-- DATA SUPPLIED --

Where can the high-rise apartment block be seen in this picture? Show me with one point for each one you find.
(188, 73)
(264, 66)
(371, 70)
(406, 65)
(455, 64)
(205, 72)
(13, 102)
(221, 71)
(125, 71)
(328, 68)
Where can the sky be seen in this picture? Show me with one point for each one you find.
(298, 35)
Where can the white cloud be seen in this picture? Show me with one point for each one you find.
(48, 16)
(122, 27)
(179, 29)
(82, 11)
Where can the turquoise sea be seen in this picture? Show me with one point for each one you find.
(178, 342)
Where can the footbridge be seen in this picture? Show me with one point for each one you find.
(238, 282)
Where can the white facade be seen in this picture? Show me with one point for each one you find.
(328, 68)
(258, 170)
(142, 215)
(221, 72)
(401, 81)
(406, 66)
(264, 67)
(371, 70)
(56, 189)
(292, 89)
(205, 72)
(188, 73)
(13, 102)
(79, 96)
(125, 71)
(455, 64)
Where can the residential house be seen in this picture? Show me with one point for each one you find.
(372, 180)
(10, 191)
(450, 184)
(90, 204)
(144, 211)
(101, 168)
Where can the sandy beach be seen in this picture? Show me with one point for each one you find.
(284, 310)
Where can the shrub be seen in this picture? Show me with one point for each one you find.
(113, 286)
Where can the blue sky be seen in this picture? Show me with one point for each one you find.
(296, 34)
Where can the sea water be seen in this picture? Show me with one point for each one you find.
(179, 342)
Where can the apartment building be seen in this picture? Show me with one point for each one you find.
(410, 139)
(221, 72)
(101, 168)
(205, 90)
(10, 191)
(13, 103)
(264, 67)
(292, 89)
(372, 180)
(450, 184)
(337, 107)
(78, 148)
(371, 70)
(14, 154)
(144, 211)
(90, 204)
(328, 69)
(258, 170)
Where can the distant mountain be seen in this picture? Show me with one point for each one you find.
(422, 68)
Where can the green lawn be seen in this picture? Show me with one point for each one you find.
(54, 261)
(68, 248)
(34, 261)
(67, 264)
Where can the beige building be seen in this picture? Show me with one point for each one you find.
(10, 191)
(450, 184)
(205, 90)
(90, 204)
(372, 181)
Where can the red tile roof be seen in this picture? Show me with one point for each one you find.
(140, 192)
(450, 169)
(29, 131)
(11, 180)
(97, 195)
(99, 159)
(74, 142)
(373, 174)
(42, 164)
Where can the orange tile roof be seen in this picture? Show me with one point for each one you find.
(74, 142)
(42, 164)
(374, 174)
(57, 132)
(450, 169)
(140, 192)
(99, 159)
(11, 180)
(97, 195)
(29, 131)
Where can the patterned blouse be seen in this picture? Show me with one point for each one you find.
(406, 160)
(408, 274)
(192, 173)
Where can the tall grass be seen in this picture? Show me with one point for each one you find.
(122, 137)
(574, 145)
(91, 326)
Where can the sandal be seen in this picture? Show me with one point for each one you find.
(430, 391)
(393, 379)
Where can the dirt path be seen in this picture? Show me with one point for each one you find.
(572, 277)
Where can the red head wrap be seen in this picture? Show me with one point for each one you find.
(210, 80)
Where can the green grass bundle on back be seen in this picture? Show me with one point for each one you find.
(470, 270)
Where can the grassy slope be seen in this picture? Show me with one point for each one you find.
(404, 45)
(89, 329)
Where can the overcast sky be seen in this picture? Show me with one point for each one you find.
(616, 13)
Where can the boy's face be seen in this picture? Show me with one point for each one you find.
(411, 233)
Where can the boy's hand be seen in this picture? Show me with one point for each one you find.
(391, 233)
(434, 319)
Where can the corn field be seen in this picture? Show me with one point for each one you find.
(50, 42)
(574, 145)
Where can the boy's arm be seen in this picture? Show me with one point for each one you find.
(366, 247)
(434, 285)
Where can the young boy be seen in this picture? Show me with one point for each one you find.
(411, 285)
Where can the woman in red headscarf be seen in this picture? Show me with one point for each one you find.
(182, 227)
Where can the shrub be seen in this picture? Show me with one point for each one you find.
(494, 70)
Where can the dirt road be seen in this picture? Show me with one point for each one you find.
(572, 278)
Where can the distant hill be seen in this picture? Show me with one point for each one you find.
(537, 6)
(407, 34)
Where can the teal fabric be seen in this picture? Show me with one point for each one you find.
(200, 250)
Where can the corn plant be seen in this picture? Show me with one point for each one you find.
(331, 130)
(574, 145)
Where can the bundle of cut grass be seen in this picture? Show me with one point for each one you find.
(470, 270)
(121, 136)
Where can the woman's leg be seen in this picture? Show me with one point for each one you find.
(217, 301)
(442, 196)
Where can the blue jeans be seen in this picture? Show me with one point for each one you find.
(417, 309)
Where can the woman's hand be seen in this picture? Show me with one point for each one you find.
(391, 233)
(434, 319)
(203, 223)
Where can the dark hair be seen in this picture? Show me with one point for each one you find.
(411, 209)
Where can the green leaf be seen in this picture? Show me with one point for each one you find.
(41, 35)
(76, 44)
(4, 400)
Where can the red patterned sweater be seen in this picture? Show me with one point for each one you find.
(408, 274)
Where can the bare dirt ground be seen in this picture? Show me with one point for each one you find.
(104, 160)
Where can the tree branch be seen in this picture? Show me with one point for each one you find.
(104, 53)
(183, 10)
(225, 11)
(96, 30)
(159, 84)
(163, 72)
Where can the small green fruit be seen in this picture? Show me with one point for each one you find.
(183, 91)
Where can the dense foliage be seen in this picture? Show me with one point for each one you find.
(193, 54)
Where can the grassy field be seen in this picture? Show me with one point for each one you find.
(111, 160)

-- THE TASK --
Please change "one point" to "a single point" throughout the records above and write them out again, leaving everything else unchanged.

-- WRITTEN REPLY --
Where can the high-rise apartment block be seen in this picture? Show me with a single point for each one you find.
(188, 73)
(264, 66)
(371, 70)
(406, 65)
(455, 64)
(205, 72)
(13, 102)
(221, 71)
(125, 71)
(328, 68)
Where can the sky be seen in this picture? Show me with a single point for each one you find.
(298, 35)
Where can the white cloud be seen in this picture? Show me with a single point for each one you find.
(48, 16)
(122, 27)
(179, 29)
(82, 11)
Where can the turquoise sea be seen in this picture? Show me with a single point for each one you find.
(178, 342)
Where can the footbridge be seen in this picture? Show me with a single point for each one you find.
(238, 282)
Where can the white facade be seen in this picture? Show me with a single point for each one you find.
(328, 68)
(258, 170)
(142, 215)
(221, 72)
(401, 81)
(406, 66)
(264, 67)
(371, 70)
(56, 189)
(292, 89)
(205, 72)
(188, 73)
(13, 102)
(79, 96)
(125, 71)
(455, 64)
Where can the residential house be seen in this picture? Show me with a single point for each one you find.
(372, 180)
(10, 191)
(450, 184)
(90, 204)
(144, 211)
(101, 168)
Where can the sandy beach be seen in this picture? Show me with a single point for each one you find.
(284, 310)
Where can the shrub be seen in this picture? Show me with a single point for each one you find.
(113, 286)
Where can the blue sky be seen in this picture? Show me with a single point for each one you find.
(296, 34)
Where can the sea water be seen in this picture? Show me with a single point for each one you find.
(179, 342)
Where can the apartment building be seen in this picture? Show me with a single point for each one you find.
(410, 139)
(221, 72)
(101, 168)
(205, 90)
(10, 191)
(13, 103)
(264, 67)
(292, 89)
(372, 180)
(450, 184)
(337, 107)
(78, 148)
(371, 70)
(14, 154)
(144, 211)
(90, 204)
(328, 69)
(258, 170)
Where can the distant mountain be seen in this picture? Show me with a single point for each one you find.
(422, 68)
Where can the green lawn be seen in this picture? Show me with a single point for each one you find.
(54, 261)
(68, 248)
(34, 261)
(67, 264)
Where can the beige building be seen in this picture? Show me with a single point for each one you find.
(10, 191)
(450, 184)
(205, 90)
(90, 204)
(372, 181)
Where can the red tile roof be seen in this picture? Show me with a single point for each one you find.
(140, 192)
(450, 169)
(29, 131)
(11, 180)
(97, 195)
(99, 159)
(74, 142)
(373, 174)
(42, 164)
Where can the orange tile roof be seen in this picture? Show me with a single point for each one you find.
(74, 142)
(42, 164)
(374, 174)
(57, 132)
(450, 169)
(140, 192)
(99, 159)
(11, 180)
(97, 195)
(29, 131)
Where can the patterned blouse be seen in this picture? Show me with a single point for each one you find.
(406, 160)
(408, 274)
(192, 173)
Where can the tall grass be seen in this picture? Show me with a single point for each one you find.
(122, 137)
(574, 145)
(91, 326)
Where can the sandal be seen in this picture? Show me with a single point for each one you find.
(430, 391)
(393, 379)
Where can the dirt path be seen in this picture? Show me with a single point for each one you find.
(572, 277)
Where can the red head wrap be seen in this picture? Show me with a single point for each one you find.
(210, 80)
Where can the green grass bundle on back be seen in this picture? Show me with a single point for each one you find.
(470, 270)
Where can the grassy slope be seen in this picture? Show me with a single point for each one you find.
(404, 45)
(89, 329)
Where can the overcast sky be seen in this picture? Show me with a single point for each one you find.
(616, 13)
Where can the boy's face be seen in this picture? Show me with a single point for each one you find.
(411, 233)
Where can the boy's hand be seen in this picture? Show me with a single point for each one you find.
(391, 233)
(434, 319)
Where can the corn field be seen in this picture? Show me with a single point for each one you find.
(50, 42)
(574, 145)
Where can the boy's arm be seen in this picture? Show me with a single point for each one you find.
(366, 247)
(434, 285)
Where can the young boy be seen in this picture? Show me with a single point for each one you find.
(411, 285)
Where can the woman in red headscarf be seen in this picture? Show me with a single point for each one you find.
(182, 227)
Where can the shrub be seen in this picture? Show me with a single point for each one you find.
(494, 70)
Where can the dirt road be seen in this picture? Show me with a single point for each one you find.
(572, 278)
Where can the distant hill be seen in this picture? Show me with a single point for each one you find.
(537, 6)
(407, 34)
Where can the teal fabric be seen in this picture? Show me with a single point for each one you find.
(200, 250)
Where can the corn plant be seen in this picture? Show me with a single point for each one you find.
(331, 130)
(574, 145)
Where can the bundle of cut grass be seen in this picture? Show me with a single point for each one you find.
(470, 270)
(121, 136)
Where can the woman's leg be seen in this picture? Show me with a single point for each one you find.
(217, 301)
(442, 196)
Where can the blue jeans be seen in this picture? Show me with a single point for each one you find.
(417, 309)
Where can the woman's hand be seen in this picture? Show me with a single point for each one you find.
(391, 233)
(434, 319)
(203, 223)
Where can the dark hair be seen in this picture? Show me with a single point for each one you find.
(411, 209)
Where can the green leaf be seen in this picture? Show me with a single point for each one you find.
(41, 35)
(76, 44)
(4, 400)
Where can the red patterned sweater be seen in this picture? Show me with a single point for each one you find.
(408, 274)
Where can the bare dirt ground be seen in this picture? Show me with a single point for each one you find.
(104, 160)
Where can the tree branch be seen in this picture? Show me with a single point for each one you find.
(104, 53)
(183, 10)
(225, 11)
(96, 30)
(159, 84)
(163, 72)
Where can the small green fruit be seen in this picture? Show me with a single point for each one you find.
(183, 91)
Where can the dense foliage be seen in this picture? Show me with a single point for each one you find.
(193, 54)
Where can the grassy field be seen in this picture? Show me with a single point for each one you find.
(111, 160)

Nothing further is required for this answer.